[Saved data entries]
************

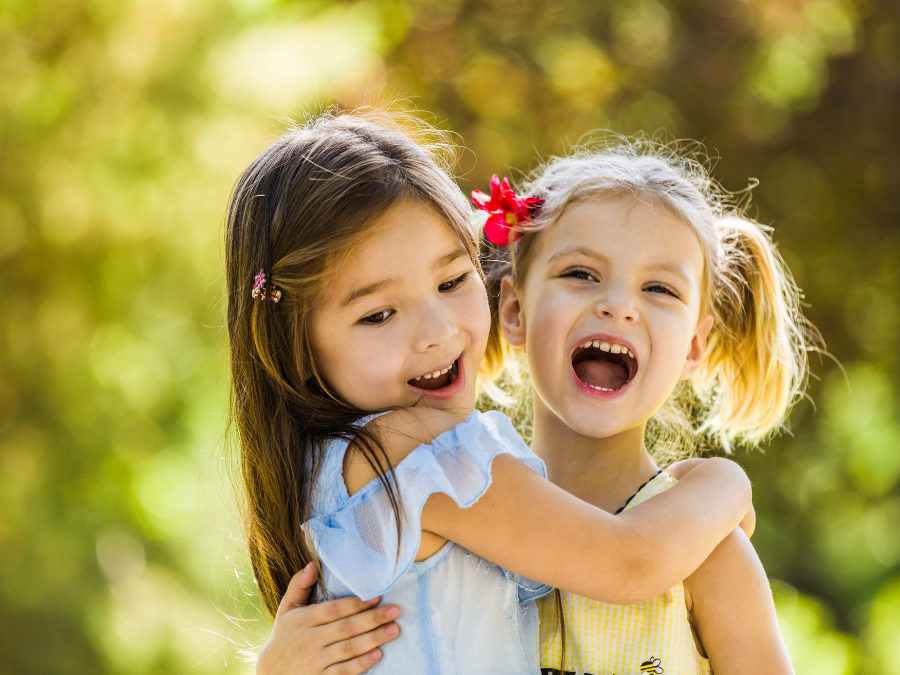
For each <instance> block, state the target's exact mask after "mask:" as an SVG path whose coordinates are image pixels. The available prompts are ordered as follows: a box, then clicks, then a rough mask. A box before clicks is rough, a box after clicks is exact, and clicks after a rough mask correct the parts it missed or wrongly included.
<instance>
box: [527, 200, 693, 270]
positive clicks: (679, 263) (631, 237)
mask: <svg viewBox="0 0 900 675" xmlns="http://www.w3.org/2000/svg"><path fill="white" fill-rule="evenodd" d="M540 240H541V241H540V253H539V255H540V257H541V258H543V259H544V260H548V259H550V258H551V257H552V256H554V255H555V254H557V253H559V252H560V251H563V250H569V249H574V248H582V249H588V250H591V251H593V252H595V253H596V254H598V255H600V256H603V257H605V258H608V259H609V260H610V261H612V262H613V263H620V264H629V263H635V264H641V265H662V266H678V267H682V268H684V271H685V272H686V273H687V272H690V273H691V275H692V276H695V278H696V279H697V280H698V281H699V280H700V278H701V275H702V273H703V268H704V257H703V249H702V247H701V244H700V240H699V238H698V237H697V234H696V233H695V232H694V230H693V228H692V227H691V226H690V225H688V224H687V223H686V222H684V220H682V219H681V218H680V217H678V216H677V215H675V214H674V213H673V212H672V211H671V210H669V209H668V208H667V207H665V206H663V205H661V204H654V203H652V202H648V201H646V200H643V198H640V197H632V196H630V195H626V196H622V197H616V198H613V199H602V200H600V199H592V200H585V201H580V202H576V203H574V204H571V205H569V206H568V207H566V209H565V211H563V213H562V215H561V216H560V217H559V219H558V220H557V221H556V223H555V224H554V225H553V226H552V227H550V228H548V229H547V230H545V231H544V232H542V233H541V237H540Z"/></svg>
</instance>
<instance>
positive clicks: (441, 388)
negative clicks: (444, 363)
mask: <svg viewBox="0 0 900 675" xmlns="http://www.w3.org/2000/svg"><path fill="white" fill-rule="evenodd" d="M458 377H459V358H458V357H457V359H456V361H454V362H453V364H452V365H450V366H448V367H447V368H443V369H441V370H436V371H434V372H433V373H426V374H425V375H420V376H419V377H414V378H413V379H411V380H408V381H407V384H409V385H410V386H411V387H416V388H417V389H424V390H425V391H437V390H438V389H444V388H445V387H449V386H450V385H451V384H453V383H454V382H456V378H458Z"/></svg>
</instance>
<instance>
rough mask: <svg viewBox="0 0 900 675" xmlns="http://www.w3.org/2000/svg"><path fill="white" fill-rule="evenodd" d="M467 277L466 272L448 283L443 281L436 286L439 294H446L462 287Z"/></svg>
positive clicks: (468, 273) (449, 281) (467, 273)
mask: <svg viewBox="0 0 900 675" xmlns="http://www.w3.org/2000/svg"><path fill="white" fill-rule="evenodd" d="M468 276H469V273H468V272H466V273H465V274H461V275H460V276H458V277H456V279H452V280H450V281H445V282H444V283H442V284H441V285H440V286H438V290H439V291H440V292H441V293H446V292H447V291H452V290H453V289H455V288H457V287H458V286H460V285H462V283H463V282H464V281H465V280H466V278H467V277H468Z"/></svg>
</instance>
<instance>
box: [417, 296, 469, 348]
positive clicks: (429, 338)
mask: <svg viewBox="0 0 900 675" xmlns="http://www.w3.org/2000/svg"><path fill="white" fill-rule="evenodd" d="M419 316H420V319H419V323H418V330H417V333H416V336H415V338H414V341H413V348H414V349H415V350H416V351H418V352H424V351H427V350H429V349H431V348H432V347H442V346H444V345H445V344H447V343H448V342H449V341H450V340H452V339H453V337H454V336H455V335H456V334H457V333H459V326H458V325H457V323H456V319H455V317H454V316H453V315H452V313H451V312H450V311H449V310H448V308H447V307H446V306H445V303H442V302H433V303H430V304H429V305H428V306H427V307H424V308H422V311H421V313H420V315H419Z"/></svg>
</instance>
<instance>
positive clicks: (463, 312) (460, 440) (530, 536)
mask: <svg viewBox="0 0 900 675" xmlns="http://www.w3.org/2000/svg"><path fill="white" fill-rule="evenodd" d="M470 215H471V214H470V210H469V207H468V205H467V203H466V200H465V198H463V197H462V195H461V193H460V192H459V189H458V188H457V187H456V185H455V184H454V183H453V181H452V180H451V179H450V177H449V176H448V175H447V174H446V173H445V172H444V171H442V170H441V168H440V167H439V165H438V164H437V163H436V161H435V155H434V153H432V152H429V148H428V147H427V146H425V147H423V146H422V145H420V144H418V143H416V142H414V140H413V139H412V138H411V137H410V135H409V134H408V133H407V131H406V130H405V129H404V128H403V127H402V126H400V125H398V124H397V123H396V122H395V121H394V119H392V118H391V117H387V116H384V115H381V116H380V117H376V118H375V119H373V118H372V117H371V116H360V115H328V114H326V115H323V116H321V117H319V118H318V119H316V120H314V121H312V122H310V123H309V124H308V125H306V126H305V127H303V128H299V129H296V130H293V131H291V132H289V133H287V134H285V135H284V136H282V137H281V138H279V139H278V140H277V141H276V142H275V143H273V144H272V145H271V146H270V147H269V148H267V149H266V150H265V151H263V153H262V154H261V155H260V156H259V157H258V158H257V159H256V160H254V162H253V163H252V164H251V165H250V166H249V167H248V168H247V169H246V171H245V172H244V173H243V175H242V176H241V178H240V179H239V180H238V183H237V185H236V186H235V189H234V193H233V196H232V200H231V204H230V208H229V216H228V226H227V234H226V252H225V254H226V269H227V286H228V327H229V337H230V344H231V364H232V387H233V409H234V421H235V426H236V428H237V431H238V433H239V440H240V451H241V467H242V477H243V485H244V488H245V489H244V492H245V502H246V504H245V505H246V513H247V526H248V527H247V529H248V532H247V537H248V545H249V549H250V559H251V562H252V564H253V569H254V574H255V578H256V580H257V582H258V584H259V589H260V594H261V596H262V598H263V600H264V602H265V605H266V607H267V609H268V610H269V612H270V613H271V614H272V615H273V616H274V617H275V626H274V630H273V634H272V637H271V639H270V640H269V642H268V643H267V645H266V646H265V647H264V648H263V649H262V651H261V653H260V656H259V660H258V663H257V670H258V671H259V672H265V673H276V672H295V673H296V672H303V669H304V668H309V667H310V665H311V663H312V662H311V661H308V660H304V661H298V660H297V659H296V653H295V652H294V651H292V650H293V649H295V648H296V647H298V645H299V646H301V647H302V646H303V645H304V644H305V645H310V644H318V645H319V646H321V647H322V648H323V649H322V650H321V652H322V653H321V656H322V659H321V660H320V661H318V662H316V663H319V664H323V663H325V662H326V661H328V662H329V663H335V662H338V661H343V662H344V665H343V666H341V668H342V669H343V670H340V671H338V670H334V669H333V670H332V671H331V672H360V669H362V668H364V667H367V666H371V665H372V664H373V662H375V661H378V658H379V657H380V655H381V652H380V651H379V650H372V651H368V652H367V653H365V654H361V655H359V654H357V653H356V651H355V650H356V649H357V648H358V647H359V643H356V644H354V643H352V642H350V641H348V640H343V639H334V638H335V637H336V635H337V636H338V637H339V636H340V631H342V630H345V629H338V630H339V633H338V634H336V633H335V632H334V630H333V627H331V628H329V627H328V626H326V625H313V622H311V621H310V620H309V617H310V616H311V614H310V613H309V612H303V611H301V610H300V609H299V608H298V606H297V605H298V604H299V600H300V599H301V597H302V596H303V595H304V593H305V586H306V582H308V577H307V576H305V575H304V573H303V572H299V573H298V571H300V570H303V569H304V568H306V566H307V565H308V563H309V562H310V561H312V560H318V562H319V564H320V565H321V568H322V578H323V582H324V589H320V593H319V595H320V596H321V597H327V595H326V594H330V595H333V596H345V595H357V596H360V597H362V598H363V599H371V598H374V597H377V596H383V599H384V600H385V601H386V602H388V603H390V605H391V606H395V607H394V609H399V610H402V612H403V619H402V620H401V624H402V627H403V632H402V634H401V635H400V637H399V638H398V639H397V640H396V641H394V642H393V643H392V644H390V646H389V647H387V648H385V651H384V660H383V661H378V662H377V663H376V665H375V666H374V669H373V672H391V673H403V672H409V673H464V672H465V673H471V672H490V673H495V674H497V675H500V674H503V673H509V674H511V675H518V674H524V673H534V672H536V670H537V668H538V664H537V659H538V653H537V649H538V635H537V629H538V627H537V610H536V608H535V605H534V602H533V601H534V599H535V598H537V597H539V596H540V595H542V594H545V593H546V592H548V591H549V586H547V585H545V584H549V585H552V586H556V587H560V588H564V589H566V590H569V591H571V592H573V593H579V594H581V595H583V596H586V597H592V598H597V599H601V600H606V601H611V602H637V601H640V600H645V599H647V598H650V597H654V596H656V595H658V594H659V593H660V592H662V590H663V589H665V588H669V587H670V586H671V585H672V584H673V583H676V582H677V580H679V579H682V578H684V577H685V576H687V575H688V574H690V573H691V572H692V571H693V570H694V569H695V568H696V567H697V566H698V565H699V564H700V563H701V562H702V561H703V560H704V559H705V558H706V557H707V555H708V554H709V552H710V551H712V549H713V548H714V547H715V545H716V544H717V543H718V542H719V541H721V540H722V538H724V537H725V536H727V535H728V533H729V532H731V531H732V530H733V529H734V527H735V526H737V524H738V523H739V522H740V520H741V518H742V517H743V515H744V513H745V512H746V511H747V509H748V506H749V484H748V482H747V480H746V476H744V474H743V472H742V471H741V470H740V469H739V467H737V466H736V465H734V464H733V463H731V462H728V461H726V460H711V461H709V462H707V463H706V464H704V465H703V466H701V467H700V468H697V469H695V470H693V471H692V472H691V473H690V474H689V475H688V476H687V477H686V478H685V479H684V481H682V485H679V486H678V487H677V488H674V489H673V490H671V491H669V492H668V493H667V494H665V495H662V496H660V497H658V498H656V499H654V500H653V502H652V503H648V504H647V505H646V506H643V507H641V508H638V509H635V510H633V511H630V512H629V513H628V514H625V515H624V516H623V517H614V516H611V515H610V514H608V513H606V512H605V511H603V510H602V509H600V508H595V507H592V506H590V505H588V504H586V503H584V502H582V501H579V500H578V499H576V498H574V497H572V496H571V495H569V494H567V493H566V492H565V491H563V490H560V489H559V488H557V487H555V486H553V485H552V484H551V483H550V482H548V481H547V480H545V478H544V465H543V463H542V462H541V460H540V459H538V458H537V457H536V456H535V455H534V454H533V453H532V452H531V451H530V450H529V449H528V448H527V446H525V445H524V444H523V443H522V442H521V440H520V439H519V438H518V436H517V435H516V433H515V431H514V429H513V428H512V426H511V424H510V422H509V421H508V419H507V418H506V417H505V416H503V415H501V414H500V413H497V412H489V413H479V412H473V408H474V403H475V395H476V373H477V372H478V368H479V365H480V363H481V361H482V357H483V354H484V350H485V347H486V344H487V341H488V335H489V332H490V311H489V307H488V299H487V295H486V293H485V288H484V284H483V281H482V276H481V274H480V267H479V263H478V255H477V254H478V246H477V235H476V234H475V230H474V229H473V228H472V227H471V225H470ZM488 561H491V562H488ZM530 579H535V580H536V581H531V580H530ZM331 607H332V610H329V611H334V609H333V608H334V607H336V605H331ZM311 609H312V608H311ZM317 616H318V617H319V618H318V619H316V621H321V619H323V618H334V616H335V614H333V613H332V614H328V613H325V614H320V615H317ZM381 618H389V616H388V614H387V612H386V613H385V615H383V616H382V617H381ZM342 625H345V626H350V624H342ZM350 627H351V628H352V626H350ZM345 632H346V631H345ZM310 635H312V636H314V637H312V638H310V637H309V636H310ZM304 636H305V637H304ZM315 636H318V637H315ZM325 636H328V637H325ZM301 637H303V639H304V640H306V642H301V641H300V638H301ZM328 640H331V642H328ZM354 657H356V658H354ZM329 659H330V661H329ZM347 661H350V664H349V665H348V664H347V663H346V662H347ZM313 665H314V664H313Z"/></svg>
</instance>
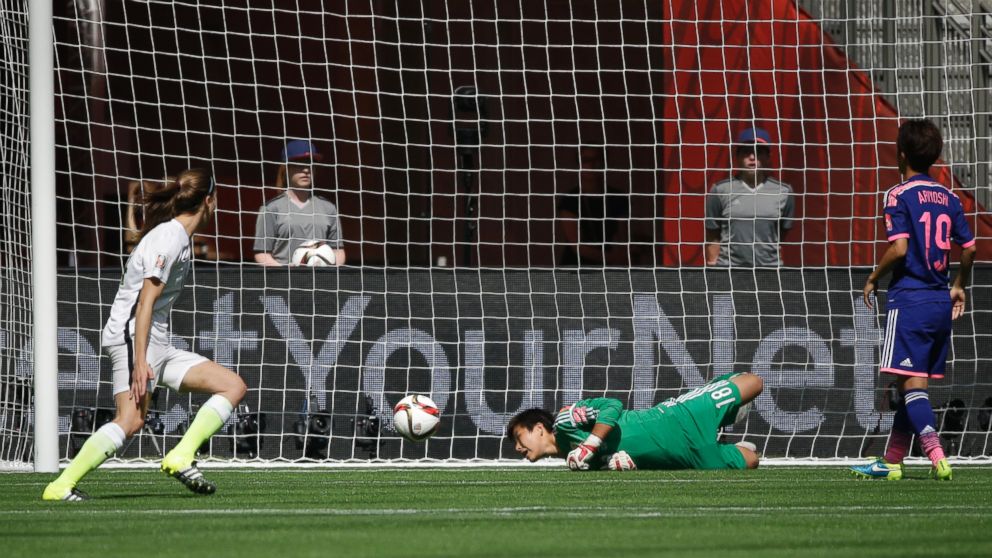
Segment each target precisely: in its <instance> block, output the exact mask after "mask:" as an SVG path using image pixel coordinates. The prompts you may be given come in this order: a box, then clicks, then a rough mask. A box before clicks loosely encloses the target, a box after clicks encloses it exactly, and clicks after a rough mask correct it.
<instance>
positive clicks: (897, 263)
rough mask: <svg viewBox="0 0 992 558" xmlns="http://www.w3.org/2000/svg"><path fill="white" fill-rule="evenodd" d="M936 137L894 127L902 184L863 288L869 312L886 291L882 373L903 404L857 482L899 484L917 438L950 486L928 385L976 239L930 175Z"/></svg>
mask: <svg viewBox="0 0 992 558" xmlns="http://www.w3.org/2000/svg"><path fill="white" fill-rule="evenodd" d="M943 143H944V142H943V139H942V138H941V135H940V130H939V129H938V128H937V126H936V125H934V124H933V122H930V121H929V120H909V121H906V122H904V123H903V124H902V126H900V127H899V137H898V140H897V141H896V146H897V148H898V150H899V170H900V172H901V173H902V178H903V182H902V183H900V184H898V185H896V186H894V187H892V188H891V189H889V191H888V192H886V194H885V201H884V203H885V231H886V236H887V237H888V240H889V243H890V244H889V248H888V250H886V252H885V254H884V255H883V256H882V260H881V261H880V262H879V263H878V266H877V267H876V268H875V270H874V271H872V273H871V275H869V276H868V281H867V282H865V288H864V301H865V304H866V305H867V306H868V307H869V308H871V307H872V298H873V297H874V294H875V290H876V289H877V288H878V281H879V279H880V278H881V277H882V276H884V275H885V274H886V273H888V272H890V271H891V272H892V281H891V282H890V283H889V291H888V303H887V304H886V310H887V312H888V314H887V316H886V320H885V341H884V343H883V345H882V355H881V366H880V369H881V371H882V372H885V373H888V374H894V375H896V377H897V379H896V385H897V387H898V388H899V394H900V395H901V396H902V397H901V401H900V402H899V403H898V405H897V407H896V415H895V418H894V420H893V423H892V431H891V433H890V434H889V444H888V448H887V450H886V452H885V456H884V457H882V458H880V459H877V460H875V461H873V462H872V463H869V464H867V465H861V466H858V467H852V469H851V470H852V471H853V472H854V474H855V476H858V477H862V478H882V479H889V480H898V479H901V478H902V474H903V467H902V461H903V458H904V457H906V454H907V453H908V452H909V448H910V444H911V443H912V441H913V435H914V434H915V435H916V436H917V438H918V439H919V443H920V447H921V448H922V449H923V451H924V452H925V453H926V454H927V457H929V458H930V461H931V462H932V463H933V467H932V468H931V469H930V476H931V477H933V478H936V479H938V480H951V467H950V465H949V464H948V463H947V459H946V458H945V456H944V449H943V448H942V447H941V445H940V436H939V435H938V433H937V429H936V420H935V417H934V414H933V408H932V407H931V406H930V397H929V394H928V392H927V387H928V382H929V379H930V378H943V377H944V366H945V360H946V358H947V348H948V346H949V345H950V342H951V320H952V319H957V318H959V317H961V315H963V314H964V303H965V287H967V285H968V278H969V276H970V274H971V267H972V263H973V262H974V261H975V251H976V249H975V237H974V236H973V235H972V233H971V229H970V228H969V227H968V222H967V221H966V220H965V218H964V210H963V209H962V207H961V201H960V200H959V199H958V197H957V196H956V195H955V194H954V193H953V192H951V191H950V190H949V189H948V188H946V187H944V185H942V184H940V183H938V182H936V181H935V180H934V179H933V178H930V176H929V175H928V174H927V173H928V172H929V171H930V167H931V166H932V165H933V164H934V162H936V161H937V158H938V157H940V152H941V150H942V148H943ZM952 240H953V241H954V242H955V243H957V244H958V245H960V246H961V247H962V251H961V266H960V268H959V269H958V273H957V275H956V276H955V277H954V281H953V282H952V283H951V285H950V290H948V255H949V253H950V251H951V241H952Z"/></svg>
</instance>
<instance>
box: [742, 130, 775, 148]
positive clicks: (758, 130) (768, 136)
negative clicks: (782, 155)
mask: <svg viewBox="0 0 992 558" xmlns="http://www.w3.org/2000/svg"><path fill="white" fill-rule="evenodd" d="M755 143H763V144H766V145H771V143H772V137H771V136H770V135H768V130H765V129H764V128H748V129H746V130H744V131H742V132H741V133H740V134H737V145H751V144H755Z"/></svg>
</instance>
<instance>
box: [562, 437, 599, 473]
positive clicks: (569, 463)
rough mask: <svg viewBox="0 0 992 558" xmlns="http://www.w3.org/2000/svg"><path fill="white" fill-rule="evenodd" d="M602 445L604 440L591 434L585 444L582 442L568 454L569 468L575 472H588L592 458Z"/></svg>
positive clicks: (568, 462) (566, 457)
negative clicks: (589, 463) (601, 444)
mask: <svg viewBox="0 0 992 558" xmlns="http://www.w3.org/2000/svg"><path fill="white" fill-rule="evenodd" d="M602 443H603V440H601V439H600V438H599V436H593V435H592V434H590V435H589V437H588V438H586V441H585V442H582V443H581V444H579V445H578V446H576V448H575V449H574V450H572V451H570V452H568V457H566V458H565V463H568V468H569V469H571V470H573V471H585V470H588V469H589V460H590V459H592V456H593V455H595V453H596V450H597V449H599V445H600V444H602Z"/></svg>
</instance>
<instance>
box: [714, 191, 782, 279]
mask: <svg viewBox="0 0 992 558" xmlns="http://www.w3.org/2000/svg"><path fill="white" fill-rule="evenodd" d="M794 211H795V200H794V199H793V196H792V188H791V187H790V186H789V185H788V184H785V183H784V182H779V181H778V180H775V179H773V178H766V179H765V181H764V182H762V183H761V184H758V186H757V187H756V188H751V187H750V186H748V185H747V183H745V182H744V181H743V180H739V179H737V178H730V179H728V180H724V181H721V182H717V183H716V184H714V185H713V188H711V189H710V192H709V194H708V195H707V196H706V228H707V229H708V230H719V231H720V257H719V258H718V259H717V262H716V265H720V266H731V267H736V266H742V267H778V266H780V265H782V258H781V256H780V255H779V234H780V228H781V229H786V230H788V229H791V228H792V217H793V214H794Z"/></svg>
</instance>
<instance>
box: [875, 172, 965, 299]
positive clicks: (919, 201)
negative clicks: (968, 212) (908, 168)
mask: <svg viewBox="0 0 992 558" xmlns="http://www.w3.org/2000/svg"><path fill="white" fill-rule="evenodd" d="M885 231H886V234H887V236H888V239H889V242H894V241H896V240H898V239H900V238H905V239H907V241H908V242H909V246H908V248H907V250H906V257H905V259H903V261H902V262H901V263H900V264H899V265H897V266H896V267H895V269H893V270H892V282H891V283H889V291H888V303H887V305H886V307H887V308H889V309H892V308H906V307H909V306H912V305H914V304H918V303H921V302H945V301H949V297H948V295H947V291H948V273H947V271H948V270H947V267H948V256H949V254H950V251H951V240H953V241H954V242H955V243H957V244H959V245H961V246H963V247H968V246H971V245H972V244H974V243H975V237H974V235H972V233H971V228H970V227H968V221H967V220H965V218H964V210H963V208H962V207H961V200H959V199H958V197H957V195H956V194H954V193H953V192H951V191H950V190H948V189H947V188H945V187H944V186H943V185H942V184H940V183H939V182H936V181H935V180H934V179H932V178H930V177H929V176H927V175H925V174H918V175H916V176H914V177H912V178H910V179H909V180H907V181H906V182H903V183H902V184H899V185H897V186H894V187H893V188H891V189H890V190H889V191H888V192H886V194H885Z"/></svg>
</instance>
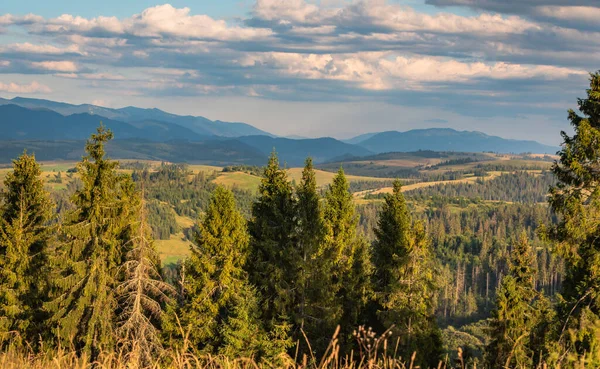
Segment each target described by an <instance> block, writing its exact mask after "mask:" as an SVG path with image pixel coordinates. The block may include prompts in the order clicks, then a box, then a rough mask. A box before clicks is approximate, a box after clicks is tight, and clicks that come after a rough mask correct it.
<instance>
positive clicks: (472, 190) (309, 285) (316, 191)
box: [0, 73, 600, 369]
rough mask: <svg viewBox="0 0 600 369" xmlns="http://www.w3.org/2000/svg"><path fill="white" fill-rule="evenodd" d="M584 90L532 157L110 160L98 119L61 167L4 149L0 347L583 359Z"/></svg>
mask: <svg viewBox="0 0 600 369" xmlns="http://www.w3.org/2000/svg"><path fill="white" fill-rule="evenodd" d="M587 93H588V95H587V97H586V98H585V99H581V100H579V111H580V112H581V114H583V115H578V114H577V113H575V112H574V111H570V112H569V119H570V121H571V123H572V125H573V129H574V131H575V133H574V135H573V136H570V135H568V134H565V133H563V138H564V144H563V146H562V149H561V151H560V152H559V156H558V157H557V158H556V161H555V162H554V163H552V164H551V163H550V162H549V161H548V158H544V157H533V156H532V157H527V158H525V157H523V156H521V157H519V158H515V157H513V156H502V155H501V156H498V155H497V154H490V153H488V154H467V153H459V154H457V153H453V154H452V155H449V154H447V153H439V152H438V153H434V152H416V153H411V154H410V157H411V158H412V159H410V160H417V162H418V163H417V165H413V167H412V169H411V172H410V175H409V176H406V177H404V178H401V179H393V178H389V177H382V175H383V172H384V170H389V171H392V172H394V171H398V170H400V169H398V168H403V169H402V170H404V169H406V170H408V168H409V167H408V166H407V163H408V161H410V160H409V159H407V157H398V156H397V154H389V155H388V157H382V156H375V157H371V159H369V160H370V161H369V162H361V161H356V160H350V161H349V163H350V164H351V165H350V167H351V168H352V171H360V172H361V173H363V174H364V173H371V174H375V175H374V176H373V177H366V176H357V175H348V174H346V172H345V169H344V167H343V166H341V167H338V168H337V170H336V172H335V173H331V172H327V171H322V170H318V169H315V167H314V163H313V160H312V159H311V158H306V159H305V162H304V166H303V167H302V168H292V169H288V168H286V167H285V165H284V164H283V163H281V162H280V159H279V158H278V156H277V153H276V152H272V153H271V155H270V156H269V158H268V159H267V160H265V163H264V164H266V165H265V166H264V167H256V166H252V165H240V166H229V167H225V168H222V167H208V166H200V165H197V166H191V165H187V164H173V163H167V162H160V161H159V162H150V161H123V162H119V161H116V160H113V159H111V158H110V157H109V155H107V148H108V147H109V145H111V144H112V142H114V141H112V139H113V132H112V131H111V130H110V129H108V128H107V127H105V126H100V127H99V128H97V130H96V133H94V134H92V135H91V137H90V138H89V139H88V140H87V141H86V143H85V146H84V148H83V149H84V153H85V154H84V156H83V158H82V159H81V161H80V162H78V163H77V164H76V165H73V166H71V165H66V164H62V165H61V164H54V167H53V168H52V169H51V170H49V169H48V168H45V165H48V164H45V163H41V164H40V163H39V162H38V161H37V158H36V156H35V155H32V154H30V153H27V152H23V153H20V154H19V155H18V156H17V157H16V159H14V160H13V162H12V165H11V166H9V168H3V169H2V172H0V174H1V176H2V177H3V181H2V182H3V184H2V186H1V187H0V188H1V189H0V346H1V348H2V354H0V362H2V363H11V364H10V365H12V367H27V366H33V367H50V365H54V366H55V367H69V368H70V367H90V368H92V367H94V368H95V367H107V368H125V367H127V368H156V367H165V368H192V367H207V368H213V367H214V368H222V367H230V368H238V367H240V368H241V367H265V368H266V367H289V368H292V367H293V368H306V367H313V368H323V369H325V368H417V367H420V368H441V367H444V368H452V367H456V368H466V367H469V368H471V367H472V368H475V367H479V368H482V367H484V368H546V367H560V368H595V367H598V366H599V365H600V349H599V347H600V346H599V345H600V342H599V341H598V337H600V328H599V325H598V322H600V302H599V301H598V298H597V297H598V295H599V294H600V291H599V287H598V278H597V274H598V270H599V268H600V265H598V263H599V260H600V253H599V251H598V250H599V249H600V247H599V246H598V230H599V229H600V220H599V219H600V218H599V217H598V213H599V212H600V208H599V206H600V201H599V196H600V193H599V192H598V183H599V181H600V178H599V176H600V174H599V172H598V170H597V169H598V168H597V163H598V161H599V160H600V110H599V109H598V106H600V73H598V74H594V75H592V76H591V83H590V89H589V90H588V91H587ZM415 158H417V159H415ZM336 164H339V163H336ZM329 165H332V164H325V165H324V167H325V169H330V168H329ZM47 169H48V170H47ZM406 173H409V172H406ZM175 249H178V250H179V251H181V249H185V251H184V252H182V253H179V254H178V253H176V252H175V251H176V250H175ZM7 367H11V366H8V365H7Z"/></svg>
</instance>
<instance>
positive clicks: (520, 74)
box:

************

-- Work instructions --
Take every line from the records that holds "after" and copy it down.

-- Exercise output --
For each <instance> block, state the target's exact mask after "mask:" as an SVG path whose coordinates are image pixels. The available prompts are ordered as follows: a box, then clicks, then a rough mask. A box before clicks is rough, a box after clicks is exact, and clicks after a rough mask correct the parts it missed or wrongly included.
Segment each target precisely: in its <instance> block, output the exact mask after "mask:" as an SVG path using image pixel coordinates. The prompts you may be given come in this order: a box, then clicks, then a rough mask. A box before clicks loosely encloses the target, a box after clicks encloses it exactly, and clicks after a rough mask correct it.
Segment each target described by an <instance> block, writing its exact mask after "mask:" as an SVG path with image pixel coordinates. The block may include prompts in the order clicks, then a box, then a rough mask. A box before clicks is approximate, a box after clicks is tight, and clicks that come after a rough mask correct it.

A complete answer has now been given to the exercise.